==== ページ本文

コトウミクの作品を初めて見たのは沖縄県立芸術大学の卒業作品展のとき。2点展示されていて、作品『おでかけ』は愛らしい形態のマルチーズがモチーフ。足元にはキャスターが付いているので一緒に散歩ができるという楽しい作品。もう一つの『散歩』はヒョロッと背の高い青い髪の人物とピンク色の生き物が軽やかに歩いている。そぎ落とされデフォルメされたフォルム(形状)に温かみを感じる色調の立体だ。そんな生き物の“カワイイ”を表現するカタチのバランスが絶妙でくぎ付けになった。


「おでかけ」非売FRP
W1000×D500×H600mm


上の作品と一緒に散歩する作者


「散歩」 非売FRP
W3500×D3000×H2300mm


立体にし一緒にお出かけ

彼女の制作コンセプトは「生き物との距離感」。「人間と共に暮らす理想の生き物との生活を想像しながらドローイングを描き、立体にして一緒に出掛けてみたりしています」と話す。実際、作品と一緒に散歩している写真を見たら後ろ姿のシルエットが実にほのぼのとしていた。穏やかな日常の中にある幸せな何かを思い起こさせてくれるコトウの作品たちは、いろいろなことを語りかけてくれる。

一方、石や木にドローイングした作品は、バラバラになったジグソーパズルのピースを見つけるように作品を集めて物語を紡いでみたくなる。木に描かれた子どもとヤギ。石に描かれた魚たちやうれしそうに生き物を高らかに持ち上げている作品など、幾つものストーリーを創作し、並べ替えてみたりしてひそかに空想する。なので、彼女は新作を早く見たい! と思わせてくれるアーティストの一人なのだ。

========
==== データ抜粋

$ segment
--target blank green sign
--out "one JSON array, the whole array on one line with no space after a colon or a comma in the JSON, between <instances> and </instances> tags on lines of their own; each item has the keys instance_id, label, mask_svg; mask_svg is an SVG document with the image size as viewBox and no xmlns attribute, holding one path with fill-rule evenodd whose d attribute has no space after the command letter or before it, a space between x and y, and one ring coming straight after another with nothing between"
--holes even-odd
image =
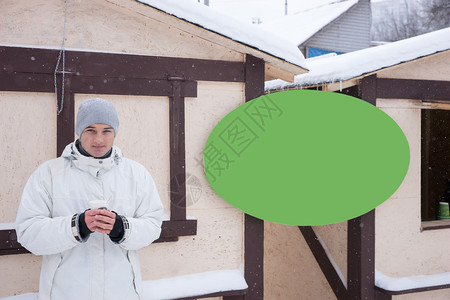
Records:
<instances>
[{"instance_id":1,"label":"blank green sign","mask_svg":"<svg viewBox=\"0 0 450 300\"><path fill-rule=\"evenodd\" d=\"M345 221L387 200L409 166L408 141L375 106L284 91L225 116L204 149L214 191L247 214L306 226Z\"/></svg>"}]
</instances>

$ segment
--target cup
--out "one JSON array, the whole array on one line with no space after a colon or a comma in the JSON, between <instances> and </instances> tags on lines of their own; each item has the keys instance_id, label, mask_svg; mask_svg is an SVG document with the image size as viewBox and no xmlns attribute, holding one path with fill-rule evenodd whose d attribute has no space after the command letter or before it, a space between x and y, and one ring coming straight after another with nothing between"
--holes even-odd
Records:
<instances>
[{"instance_id":1,"label":"cup","mask_svg":"<svg viewBox=\"0 0 450 300\"><path fill-rule=\"evenodd\" d=\"M108 202L108 200L90 200L89 206L91 209L106 209Z\"/></svg>"},{"instance_id":2,"label":"cup","mask_svg":"<svg viewBox=\"0 0 450 300\"><path fill-rule=\"evenodd\" d=\"M449 220L450 211L447 202L439 202L439 220Z\"/></svg>"}]
</instances>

========

▸ **課題一覧**
1. コトウミクの紹介文によれば、コトウミクの制作コンセプトは何ですか。
2. コトウミクの紹介文にある「実際、作品と一緒に散歩している写真を見たら後ろ姿のシルエットが実にほのぼのとしていた。」という一文を英語に訳してください。
3. コトウミクの紹介文の最後の文に続けて、その先を書き継いでください。

▸ **最終結果**
1. 「生き物との距離感」です。

2. In fact, when I saw the photos of walking together with the works, the silhouettes seen from behind were truly heartwarming.

3.
「木のドローイング」
250×195mm 7000円



作家近況
アーティスト・コトウミク
https://www.instagram.com/kotoumiku/?hl=ja
【年内展示会】
◆11月11日(土)~21日(火)/アジア芸術系大学
交流展in沖縄「彫刻の五・七・五2023」浦添市美
術館、県立芸術大学付属図書館2F(休館:浦添会
場11月13日、県芸会場11月18日・19日)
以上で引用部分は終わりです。